start MATERIAL SUPPLIED

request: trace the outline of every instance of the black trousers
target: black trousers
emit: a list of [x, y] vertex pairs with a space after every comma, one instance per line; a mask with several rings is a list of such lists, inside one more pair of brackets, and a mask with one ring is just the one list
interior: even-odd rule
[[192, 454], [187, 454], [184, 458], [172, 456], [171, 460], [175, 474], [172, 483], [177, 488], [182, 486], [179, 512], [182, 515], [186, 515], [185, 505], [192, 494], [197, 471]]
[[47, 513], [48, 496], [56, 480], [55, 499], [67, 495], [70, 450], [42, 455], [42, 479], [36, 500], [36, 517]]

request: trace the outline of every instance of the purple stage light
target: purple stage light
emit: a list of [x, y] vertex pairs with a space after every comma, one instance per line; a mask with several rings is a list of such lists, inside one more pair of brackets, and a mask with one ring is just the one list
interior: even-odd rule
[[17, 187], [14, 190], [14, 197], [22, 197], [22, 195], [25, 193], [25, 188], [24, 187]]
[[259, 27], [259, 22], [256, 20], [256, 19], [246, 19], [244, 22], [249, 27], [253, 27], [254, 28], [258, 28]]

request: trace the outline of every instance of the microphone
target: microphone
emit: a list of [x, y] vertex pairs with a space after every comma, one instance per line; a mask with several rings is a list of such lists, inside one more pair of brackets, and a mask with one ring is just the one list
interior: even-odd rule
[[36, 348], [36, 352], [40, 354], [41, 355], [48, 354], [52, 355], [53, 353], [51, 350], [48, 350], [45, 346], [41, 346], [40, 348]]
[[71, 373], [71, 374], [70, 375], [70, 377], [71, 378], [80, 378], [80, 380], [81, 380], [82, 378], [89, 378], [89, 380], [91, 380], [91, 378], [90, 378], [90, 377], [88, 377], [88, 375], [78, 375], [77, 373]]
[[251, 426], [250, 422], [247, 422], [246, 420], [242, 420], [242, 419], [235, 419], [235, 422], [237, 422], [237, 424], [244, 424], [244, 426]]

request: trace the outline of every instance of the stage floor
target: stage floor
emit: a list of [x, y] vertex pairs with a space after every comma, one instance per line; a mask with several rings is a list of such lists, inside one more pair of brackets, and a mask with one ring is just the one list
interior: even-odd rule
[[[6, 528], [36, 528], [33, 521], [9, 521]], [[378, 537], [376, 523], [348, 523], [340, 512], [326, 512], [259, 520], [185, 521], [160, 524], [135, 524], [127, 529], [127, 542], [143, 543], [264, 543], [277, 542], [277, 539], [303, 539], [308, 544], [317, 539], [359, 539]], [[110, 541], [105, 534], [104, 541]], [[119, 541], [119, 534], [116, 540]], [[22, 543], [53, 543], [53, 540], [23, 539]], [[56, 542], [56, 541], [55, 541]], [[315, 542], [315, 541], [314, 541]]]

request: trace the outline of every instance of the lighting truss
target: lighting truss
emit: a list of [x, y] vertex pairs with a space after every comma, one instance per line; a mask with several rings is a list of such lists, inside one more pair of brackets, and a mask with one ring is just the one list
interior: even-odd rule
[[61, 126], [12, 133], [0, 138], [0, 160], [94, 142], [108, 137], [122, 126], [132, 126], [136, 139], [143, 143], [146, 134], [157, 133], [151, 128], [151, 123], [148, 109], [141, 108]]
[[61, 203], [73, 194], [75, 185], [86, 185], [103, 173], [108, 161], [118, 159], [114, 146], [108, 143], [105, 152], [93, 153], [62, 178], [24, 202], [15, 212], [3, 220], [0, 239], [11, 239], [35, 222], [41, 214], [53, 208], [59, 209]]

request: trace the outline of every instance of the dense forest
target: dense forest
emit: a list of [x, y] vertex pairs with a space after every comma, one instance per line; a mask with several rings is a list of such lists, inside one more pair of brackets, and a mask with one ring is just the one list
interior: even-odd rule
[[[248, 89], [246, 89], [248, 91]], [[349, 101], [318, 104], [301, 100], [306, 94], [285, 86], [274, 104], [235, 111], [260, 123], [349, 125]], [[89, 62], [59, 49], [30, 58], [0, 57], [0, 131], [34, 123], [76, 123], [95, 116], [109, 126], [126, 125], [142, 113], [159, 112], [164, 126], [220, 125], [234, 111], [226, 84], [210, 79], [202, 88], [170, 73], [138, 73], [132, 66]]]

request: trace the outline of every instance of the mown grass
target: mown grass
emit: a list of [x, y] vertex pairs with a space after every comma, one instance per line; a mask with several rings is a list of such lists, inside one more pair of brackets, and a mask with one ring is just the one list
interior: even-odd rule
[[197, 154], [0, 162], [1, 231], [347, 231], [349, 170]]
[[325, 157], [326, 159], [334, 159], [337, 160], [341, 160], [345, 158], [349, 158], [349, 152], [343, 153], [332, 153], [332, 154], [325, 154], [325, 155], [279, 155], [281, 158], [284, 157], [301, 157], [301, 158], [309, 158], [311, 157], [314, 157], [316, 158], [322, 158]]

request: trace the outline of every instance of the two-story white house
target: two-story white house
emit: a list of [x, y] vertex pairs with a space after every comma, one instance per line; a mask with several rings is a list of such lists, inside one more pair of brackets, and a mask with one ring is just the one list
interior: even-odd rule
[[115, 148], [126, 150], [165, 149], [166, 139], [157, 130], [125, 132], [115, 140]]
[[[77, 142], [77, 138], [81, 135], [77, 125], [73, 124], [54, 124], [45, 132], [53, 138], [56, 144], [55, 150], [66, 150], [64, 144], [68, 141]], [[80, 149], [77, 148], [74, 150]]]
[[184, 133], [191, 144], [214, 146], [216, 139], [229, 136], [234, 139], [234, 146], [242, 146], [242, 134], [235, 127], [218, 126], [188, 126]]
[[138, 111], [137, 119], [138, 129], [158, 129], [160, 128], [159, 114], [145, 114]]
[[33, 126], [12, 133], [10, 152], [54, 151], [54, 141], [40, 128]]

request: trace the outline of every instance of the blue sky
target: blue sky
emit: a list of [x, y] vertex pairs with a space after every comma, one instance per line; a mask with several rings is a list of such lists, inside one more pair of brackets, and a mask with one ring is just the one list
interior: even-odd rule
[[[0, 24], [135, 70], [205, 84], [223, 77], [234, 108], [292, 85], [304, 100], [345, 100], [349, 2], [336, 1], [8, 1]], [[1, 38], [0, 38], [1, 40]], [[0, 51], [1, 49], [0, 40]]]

end MATERIAL SUPPLIED

# [PROBLEM DETAILS]
Recast the stored entries above as a Markdown table with one row per line, skipping blank lines, using the columns Row and Line.

# [ANSWER TO THE EXERCISE]
| Row | Line |
|---|---|
| 1 | request: trace the outline of every instance of the black trousers |
| 2 | target: black trousers |
| 3 | emit: a list of [x, y] vertex pairs with a space after every comma, one instance per line; a mask with several rings is a list of such lists, inside one more pair of brackets, and a mask with one ring is just the one list |
| 4 | interior: even-odd rule |
| 5 | [[192, 454], [187, 454], [184, 458], [172, 456], [171, 460], [175, 474], [172, 483], [177, 488], [182, 486], [179, 512], [182, 515], [186, 515], [185, 505], [192, 494], [197, 471]] |
| 6 | [[47, 513], [48, 496], [56, 480], [55, 499], [67, 495], [70, 450], [42, 455], [42, 479], [36, 500], [36, 517]] |
| 7 | request: trace the outline of every instance of the purple stage light |
| 8 | target: purple stage light |
| 9 | emit: a list of [x, y] vertex pairs with a space after every comma, one instance per line; a mask with several rings is a list of such lists, inside one more pair of brackets, and a mask with one ring is just the one list |
| 10 | interior: even-odd rule |
| 11 | [[17, 187], [14, 190], [14, 197], [22, 197], [22, 195], [25, 193], [25, 188], [24, 187]] |
| 12 | [[259, 27], [259, 22], [256, 20], [256, 19], [246, 19], [244, 22], [249, 27], [253, 27], [254, 28], [258, 28]] |
| 13 | request: trace the outline of every instance of the microphone |
| 14 | target: microphone |
| 15 | emit: a list of [x, y] vertex pairs with a space after every comma, one instance per line; a mask with several rings is a list of such lists, inside one more pair of brackets, and a mask with one ring is just the one list |
| 16 | interior: even-odd rule |
| 17 | [[36, 348], [36, 352], [40, 354], [41, 355], [48, 354], [52, 355], [53, 353], [51, 350], [48, 350], [45, 346], [41, 346], [40, 348]] |
| 18 | [[71, 373], [71, 374], [70, 375], [70, 377], [71, 378], [80, 378], [80, 380], [81, 380], [82, 378], [89, 378], [89, 380], [91, 380], [91, 378], [90, 378], [90, 377], [88, 377], [88, 375], [78, 375], [77, 373]] |
| 19 | [[251, 426], [250, 422], [247, 422], [246, 420], [242, 420], [242, 419], [235, 419], [235, 422], [237, 422], [237, 424], [244, 424], [244, 426]] |
| 20 | request: trace the outline of every instance of the stage floor |
| 21 | target: stage floor |
| 22 | emit: a list of [x, y] vertex pairs with a space after every comma, one instance per line; a mask with several rings is a list of such lists, inside one more pair of brackets, and a mask with one ring is just the one list |
| 23 | interior: even-odd rule |
| 24 | [[[6, 528], [36, 528], [33, 521], [9, 521]], [[378, 537], [376, 523], [348, 523], [340, 512], [326, 512], [259, 520], [185, 521], [160, 524], [135, 524], [127, 529], [127, 542], [143, 543], [264, 543], [277, 542], [277, 539], [303, 539], [308, 544], [317, 539], [359, 539]], [[110, 541], [105, 534], [104, 541]], [[119, 541], [119, 534], [116, 540]], [[22, 543], [53, 543], [53, 540], [23, 539]], [[56, 542], [56, 541], [55, 541]], [[315, 542], [315, 541], [314, 541]]] |
| 25 | request: trace the outline of every instance of the lighting truss |
| 26 | target: lighting truss |
| 27 | emit: a list of [x, y] vertex pairs with a space after every comma, one instance per line; a mask with several rings is a list of such lists, inside one more pair of brackets, and a mask with one ring is just the one list |
| 28 | interior: even-odd rule |
| 29 | [[61, 126], [12, 133], [0, 138], [0, 160], [94, 142], [108, 137], [122, 126], [132, 126], [136, 139], [143, 143], [146, 134], [157, 133], [151, 128], [151, 123], [148, 109], [141, 108]] |
| 30 | [[61, 203], [73, 194], [75, 185], [86, 185], [103, 173], [108, 161], [118, 159], [114, 146], [108, 143], [105, 152], [93, 153], [62, 178], [24, 202], [15, 212], [3, 220], [0, 239], [11, 239], [35, 222], [41, 214], [53, 208], [59, 209]] |
| 31 | request: trace the outline of every instance of the dense forest |
| 32 | target: dense forest |
| 33 | emit: a list of [x, y] vertex pairs with a space after every comma, one instance per line; a mask with several rings is a list of such lists, inside one more pair of brackets, and a mask with one ring is just the one list |
| 34 | interior: even-odd rule |
| 35 | [[[248, 89], [246, 89], [248, 91]], [[349, 101], [318, 104], [301, 100], [306, 94], [285, 86], [274, 104], [235, 111], [260, 123], [349, 125]], [[89, 62], [59, 49], [30, 58], [0, 57], [0, 131], [34, 123], [76, 123], [95, 116], [109, 126], [126, 125], [142, 113], [159, 112], [164, 126], [220, 125], [234, 111], [226, 84], [210, 79], [202, 88], [170, 73], [138, 73], [132, 66]]] |
| 36 | request: trace the outline of every instance of the mown grass |
| 37 | target: mown grass |
| 38 | emit: a list of [x, y] vertex pairs with a space after every comma, one instance per line; a mask with several rings is a list of such lists, inside one more pair of brackets, and a mask with one ring is just the one list |
| 39 | interior: even-odd rule |
| 40 | [[197, 154], [0, 162], [1, 231], [347, 231], [349, 170]] |
| 41 | [[325, 157], [326, 159], [334, 159], [337, 160], [341, 160], [345, 158], [349, 158], [349, 152], [343, 153], [332, 153], [332, 154], [325, 154], [325, 155], [279, 155], [281, 158], [284, 157], [301, 157], [301, 158], [309, 158], [311, 157], [314, 157], [316, 158], [322, 158]] |
| 42 | request: trace the outline of every instance of the two-story white house |
| 43 | target: two-story white house |
| 44 | emit: a list of [x, y] vertex pairs with a space after every comma, one instance per line; a mask with several rings is a list of such lists, inside one more pair of brackets, and a mask with one ring is just the one list |
| 45 | interior: even-odd rule |
| 46 | [[115, 148], [126, 150], [165, 149], [166, 139], [157, 130], [125, 132], [115, 140]] |
| 47 | [[[77, 142], [77, 138], [81, 135], [77, 125], [73, 124], [54, 124], [45, 132], [53, 138], [56, 144], [55, 150], [66, 150], [64, 144], [68, 141]], [[80, 149], [77, 148], [74, 150]]] |
| 48 | [[184, 133], [191, 144], [214, 146], [216, 139], [229, 136], [234, 139], [234, 146], [242, 146], [242, 134], [235, 127], [218, 126], [188, 126]] |
| 49 | [[138, 111], [137, 119], [138, 129], [158, 129], [160, 128], [159, 114], [145, 114]] |
| 50 | [[33, 126], [12, 133], [10, 152], [54, 151], [54, 141], [40, 128]] |
| 51 | request: trace the outline of every instance of the blue sky |
| 52 | target: blue sky |
| 53 | emit: a list of [x, y] vertex pairs with a space after every comma, one instance per line; a mask with several rings is a list of such lists, inside one more pair of brackets, and a mask with one ring is just the one list |
| 54 | interior: even-odd rule |
| 55 | [[[0, 24], [135, 70], [205, 84], [223, 77], [234, 108], [292, 85], [304, 100], [345, 100], [349, 2], [336, 1], [8, 1]], [[1, 38], [0, 38], [1, 40]], [[0, 51], [1, 49], [0, 40]]] |